_Exercise goal_
Pick up the article on jaguar habitat loss in the Gran Chaco after its last sentence and carry it forward.

New research finds that one-third of critical jaguar habitat in the Gran Chaco, South America's largest tropical dry forest, has been lost since the mid-1980s.
According to the study, led by researchers at Humboldt-Universität zu Berlin (HU Berlin) and published in the journal Biodiversity Research this week, deforestation driven by agricultural expansion—mainly for soy and cattle production—has caused the steep decline of jaguar habitat in the region.
Meanwhile, the conversion of jaguar habitat into cropland and pastureland gives hunters easier access to the forest. Thus over-hunting and persecution by cattle ranchers has also become one of the chief threats to the survival of the big cat. Jaguars are especially vulnerable to hunting because they occur at very low densities and must range over large areas. The species is listed as near vulnerable on the International Union for Conservation of Nature's Red List.
Alfredo Romero-Muñoz of HU Berlin's geography department, the study's lead author, told Mongabay that the 182,000 square kilometers (nearly 45 million acres) of jaguar habitat lost between 1985 and 2013 represents an area the size of Austria.
"Seven million hectares of this key habitat degraded into habitat with high hunting risk for jaguars, while three million hectares degraded into areas with deforestation," he said. "Furthermore, by 2013, a third of the remaining jaguar range was affected by both threats simultaneously. Jaguars may be at higher risk of disappearing—if they are not already gone—from these latter areas as both threats may interact and multiply their impact."

_Data provided_

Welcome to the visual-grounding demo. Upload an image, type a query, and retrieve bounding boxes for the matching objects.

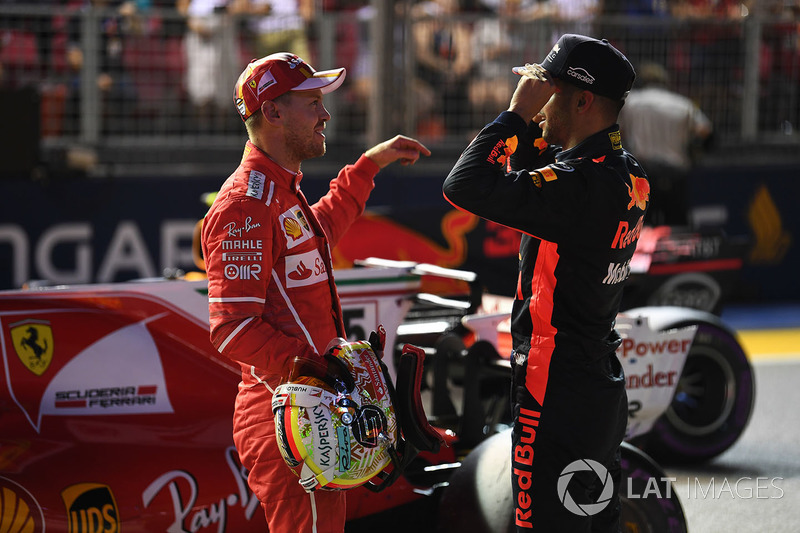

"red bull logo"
[625,174,650,211]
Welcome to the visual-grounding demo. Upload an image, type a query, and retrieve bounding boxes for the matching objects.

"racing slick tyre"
[641,323,755,464]
[436,429,687,533]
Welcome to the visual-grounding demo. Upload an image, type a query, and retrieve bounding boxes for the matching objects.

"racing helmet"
[272,338,399,492]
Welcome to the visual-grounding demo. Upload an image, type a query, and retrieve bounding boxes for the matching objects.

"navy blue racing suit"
[443,112,649,533]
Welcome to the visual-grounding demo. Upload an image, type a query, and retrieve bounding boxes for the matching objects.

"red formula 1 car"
[0,264,752,533]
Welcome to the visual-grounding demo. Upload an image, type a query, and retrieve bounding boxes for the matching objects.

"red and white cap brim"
[292,67,346,94]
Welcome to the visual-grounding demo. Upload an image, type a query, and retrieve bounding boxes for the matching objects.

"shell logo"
[0,477,44,533]
[283,218,303,240]
[625,174,650,211]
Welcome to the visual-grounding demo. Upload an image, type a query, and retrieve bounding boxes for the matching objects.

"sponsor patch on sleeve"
[286,250,328,288]
[534,167,558,181]
[247,170,267,200]
[278,204,314,250]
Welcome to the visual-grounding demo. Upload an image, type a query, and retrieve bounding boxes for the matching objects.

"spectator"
[66,0,137,133]
[412,0,472,136]
[241,0,314,57]
[469,0,525,125]
[177,0,242,133]
[619,63,712,225]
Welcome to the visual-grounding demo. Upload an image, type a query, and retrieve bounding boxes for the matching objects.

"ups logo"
[61,483,120,533]
[11,320,53,376]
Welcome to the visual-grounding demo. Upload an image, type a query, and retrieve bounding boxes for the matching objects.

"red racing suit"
[202,142,379,533]
[443,112,649,533]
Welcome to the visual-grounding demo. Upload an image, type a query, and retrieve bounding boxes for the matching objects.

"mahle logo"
[557,459,614,516]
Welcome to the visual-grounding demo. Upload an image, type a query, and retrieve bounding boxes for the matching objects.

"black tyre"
[640,324,755,463]
[436,430,687,533]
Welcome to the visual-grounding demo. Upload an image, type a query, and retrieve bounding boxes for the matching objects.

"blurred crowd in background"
[0,0,800,177]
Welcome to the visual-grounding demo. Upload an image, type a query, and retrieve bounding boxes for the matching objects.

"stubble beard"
[286,124,327,162]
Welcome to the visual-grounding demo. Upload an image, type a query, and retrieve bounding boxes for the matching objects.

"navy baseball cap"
[541,33,636,100]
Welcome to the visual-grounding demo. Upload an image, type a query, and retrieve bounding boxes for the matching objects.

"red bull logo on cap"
[625,174,650,211]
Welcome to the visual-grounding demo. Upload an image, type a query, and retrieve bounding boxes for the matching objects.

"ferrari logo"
[11,320,53,376]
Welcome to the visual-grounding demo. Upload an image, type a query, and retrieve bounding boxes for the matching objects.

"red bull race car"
[0,261,754,533]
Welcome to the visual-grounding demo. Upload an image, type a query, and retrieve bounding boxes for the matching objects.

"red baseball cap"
[233,52,345,120]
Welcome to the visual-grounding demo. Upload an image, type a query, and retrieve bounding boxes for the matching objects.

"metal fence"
[0,2,800,177]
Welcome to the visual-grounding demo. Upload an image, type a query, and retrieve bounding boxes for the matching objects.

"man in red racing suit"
[202,53,430,533]
[443,35,649,533]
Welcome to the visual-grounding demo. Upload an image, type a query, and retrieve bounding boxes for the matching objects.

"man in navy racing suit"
[443,35,649,533]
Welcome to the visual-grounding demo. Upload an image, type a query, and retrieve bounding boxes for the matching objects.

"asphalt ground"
[665,305,800,533]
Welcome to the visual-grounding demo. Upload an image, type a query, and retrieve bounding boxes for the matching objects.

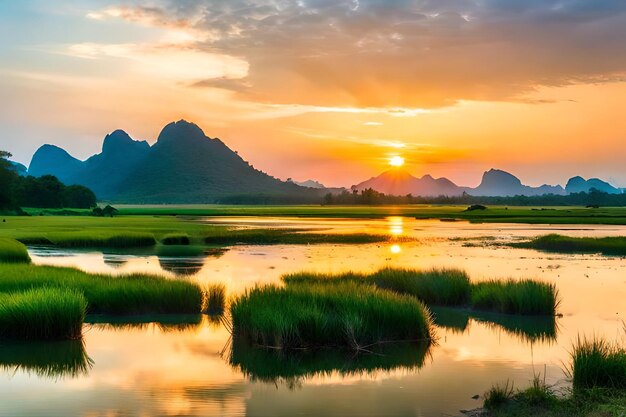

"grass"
[229,342,431,386]
[0,288,87,340]
[0,340,93,379]
[0,216,391,247]
[0,238,30,263]
[161,233,191,245]
[569,337,626,390]
[476,337,626,417]
[484,380,515,409]
[470,279,559,316]
[512,234,626,255]
[204,284,226,316]
[431,307,558,343]
[283,268,559,316]
[230,282,433,351]
[0,264,203,314]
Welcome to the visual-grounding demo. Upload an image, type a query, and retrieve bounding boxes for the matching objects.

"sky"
[0,0,626,186]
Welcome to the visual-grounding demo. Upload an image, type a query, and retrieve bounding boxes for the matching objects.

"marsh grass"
[470,279,559,316]
[204,284,226,316]
[568,337,626,390]
[0,288,87,340]
[230,282,433,351]
[0,339,93,379]
[228,341,431,386]
[484,380,515,409]
[17,231,157,248]
[0,264,203,314]
[511,234,626,255]
[85,314,203,333]
[0,238,30,263]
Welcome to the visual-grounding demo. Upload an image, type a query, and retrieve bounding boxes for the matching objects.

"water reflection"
[0,340,93,379]
[430,307,558,343]
[85,314,204,332]
[228,341,432,388]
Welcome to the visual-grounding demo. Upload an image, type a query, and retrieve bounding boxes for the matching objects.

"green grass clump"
[283,268,471,306]
[161,233,191,245]
[569,337,626,390]
[470,279,559,316]
[0,264,204,314]
[513,234,626,255]
[204,284,226,316]
[231,282,433,350]
[0,288,87,340]
[0,339,93,379]
[0,238,30,263]
[229,341,432,386]
[484,380,514,409]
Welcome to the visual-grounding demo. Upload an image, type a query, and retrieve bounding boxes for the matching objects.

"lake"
[0,217,626,417]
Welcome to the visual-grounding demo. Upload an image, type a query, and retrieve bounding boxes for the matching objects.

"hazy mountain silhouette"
[80,130,150,199]
[565,177,621,194]
[29,120,323,203]
[353,169,466,197]
[353,169,565,197]
[468,168,565,197]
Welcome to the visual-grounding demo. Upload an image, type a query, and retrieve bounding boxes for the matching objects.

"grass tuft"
[0,288,87,340]
[470,279,559,316]
[0,264,203,314]
[231,282,433,351]
[484,380,514,409]
[204,284,226,316]
[569,337,626,390]
[0,238,30,263]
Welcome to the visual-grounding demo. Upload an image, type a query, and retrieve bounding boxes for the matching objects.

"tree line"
[0,151,96,211]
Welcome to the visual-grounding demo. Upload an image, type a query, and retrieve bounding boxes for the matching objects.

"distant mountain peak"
[157,119,209,144]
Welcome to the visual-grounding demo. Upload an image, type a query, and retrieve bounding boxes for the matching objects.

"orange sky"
[0,0,626,186]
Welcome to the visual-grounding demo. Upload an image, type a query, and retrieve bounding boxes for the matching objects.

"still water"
[0,217,626,417]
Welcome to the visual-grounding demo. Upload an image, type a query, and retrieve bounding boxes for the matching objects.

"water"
[0,217,626,416]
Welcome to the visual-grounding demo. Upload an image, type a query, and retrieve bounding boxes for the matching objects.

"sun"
[389,156,404,167]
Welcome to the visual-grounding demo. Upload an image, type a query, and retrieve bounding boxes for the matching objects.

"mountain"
[9,161,28,176]
[468,169,565,197]
[29,120,324,203]
[109,120,321,203]
[565,176,621,194]
[80,130,150,199]
[28,145,84,184]
[287,178,327,189]
[352,169,465,197]
[353,169,565,197]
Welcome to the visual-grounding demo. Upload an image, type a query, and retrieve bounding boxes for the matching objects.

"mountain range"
[352,169,622,197]
[24,120,622,204]
[28,120,323,203]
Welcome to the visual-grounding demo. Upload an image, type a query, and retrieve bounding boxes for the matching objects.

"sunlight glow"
[389,156,404,167]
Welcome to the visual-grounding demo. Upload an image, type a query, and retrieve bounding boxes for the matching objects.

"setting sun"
[389,156,404,167]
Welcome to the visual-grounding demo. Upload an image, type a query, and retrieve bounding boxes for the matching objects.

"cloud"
[85,0,626,108]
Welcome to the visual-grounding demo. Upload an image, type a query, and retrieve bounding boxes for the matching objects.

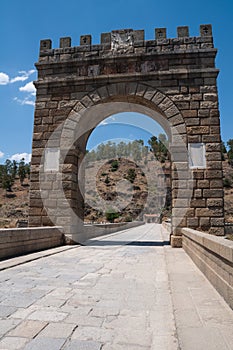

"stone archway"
[29,26,224,246]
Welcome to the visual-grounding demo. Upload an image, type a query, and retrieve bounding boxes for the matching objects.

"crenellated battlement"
[39,24,214,63]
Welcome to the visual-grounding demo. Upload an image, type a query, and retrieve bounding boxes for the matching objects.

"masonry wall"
[29,25,224,243]
[182,228,233,309]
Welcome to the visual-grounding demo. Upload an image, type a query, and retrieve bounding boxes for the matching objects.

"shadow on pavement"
[83,240,170,247]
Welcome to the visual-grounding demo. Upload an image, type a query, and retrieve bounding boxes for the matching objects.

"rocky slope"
[0,159,233,228]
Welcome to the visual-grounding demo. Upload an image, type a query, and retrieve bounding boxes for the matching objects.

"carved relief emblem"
[111,30,133,53]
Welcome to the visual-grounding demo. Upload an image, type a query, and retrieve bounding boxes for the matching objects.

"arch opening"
[83,112,171,227]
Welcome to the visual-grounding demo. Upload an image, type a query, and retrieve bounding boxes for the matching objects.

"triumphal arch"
[29,25,224,246]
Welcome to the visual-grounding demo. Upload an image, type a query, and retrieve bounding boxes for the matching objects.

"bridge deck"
[0,224,233,350]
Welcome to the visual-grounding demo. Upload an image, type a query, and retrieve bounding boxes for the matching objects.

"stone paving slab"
[0,224,233,350]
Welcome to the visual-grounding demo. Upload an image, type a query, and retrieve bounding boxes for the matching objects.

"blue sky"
[0,0,233,163]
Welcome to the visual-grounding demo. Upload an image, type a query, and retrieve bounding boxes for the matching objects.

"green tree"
[227,139,233,163]
[125,168,137,183]
[1,159,15,192]
[18,158,27,185]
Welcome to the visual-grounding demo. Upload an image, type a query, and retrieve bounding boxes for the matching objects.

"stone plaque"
[188,143,206,169]
[44,148,60,171]
[111,30,133,53]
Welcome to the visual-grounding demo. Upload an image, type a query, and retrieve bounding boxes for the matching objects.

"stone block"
[209,227,225,236]
[207,198,224,208]
[80,35,91,46]
[203,188,224,198]
[155,28,167,39]
[200,24,212,37]
[60,37,71,49]
[177,26,189,38]
[190,198,206,208]
[170,234,182,248]
[40,39,52,52]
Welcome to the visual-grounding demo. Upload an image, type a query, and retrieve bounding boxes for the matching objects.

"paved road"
[0,224,233,350]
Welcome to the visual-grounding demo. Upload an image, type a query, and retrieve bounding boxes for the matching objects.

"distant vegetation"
[86,134,168,165]
[0,158,30,192]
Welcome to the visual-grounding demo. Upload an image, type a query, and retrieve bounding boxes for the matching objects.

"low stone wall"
[0,226,64,259]
[77,221,145,243]
[162,221,172,233]
[225,222,233,235]
[182,228,233,309]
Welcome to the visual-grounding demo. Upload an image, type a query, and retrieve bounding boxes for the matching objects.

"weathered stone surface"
[29,25,222,238]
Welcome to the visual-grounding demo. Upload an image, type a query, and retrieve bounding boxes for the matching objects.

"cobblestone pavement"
[0,224,233,350]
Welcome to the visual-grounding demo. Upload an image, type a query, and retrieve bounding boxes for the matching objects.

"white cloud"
[0,72,10,85]
[10,69,35,83]
[14,96,35,106]
[9,153,32,163]
[19,81,36,95]
[0,69,35,85]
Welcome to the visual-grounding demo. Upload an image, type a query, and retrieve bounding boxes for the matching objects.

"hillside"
[0,158,233,228]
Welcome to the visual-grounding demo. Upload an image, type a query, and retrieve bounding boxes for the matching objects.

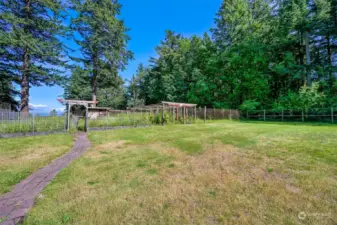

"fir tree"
[0,0,66,112]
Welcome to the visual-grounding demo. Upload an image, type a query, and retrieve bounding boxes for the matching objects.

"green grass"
[0,134,73,194]
[24,121,337,225]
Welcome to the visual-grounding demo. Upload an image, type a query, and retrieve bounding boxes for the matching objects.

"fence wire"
[0,107,240,134]
[242,107,337,123]
[0,111,65,134]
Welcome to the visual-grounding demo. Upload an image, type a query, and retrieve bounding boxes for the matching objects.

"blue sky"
[30,0,222,112]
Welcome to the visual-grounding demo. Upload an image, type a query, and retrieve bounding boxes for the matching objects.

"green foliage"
[71,0,132,105]
[129,0,337,109]
[273,82,325,112]
[0,0,67,111]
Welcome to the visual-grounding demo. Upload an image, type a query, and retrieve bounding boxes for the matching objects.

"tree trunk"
[20,0,30,113]
[304,31,311,86]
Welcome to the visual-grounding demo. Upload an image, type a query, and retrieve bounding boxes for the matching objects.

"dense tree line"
[0,0,337,111]
[131,0,337,109]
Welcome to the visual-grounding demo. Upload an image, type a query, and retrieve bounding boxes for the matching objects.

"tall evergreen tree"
[0,0,66,112]
[72,0,132,105]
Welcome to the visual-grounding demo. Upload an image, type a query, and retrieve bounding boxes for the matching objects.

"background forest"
[0,0,337,111]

_Written reply_
"It is this synergistic cycle of deforestation, and hunting or poisoning, that are now the principle threats looming over one-third of the jaguar's remaining range in the Gran Chaco," study co-author Anthony Giordano, the director and chief conservation officer of the non-governmental organization S.P.E.C.I.E.S., emphasized in a statement.
In order to study how jaguar habitat changed in the Gran Chaco between 1985 and 2013, Romero-Muñoz and team worked with several other jaguar researchers from across the region to compile a comprehensive data set of jaguar occurrence and the variables that affect the charismatic big cats. The researchers then used computer models to reconstruct jaguar habitat in 1985, 2000, and 2013.
"Our approach doesn’t only allow us to identify key jaguar habitat, but also areas under hunting threats, areas under threats of agricultural expansion, and areas where both interact within jaguar habitat," Romero-Muñoz explained. "Assessing these maps through time can inform us how habitat changed over the last three decades across the Chaco, and also within countries and inside and outside protected areas."
Some study findings point to measures that can be taken to safeguard the future of jaguars, the top predator in the Gran Chaco eco-region. Larger protected areas were found to be better at preserving habitat than smaller protected areas, for instance.
"Small protected areas lost jaguar habitat, either because forests were converted inside them, because hunters penetrate protected areas, or because jaguars are killed when they leave the reserves," study co-author Tobias Kuemmerle, who leads HU Berlin's Conservation Biogeography Group, said in a statement.
The 1.1-million-kilometer Gran Chaco region extends from southern Bolivia, through western Paraguay, and into northern Argentina. "Among countries, Bolivia lost less key jaguar habitat than Paraguay and Argentina," Romero-Muñoz said. "The main reason for this difference is probably the large, 3.4 million-hectares, Kaa-Iya National Park. Indeed, we found that larger protected areas lost proportionally less key habitat than smaller ones since the 1980s. However, 95 percent of the key habitat loss occurred in unprotected areas."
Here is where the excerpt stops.